EXERCISE REQUIREMENTS>
Reproduce each record exactly.

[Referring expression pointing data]
☆ ☆ ☆ ☆
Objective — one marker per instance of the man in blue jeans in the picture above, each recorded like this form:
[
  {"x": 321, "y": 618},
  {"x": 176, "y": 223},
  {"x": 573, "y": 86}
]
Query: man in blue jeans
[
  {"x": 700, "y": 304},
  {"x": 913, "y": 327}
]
☆ ☆ ☆ ☆
WRITTEN SOLUTION>
Objective — one marker per instance of the man in blue jeans in the picture above, each recorded like this form:
[
  {"x": 321, "y": 618},
  {"x": 176, "y": 223},
  {"x": 573, "y": 86}
]
Query: man in blue jeans
[
  {"x": 700, "y": 304},
  {"x": 913, "y": 327}
]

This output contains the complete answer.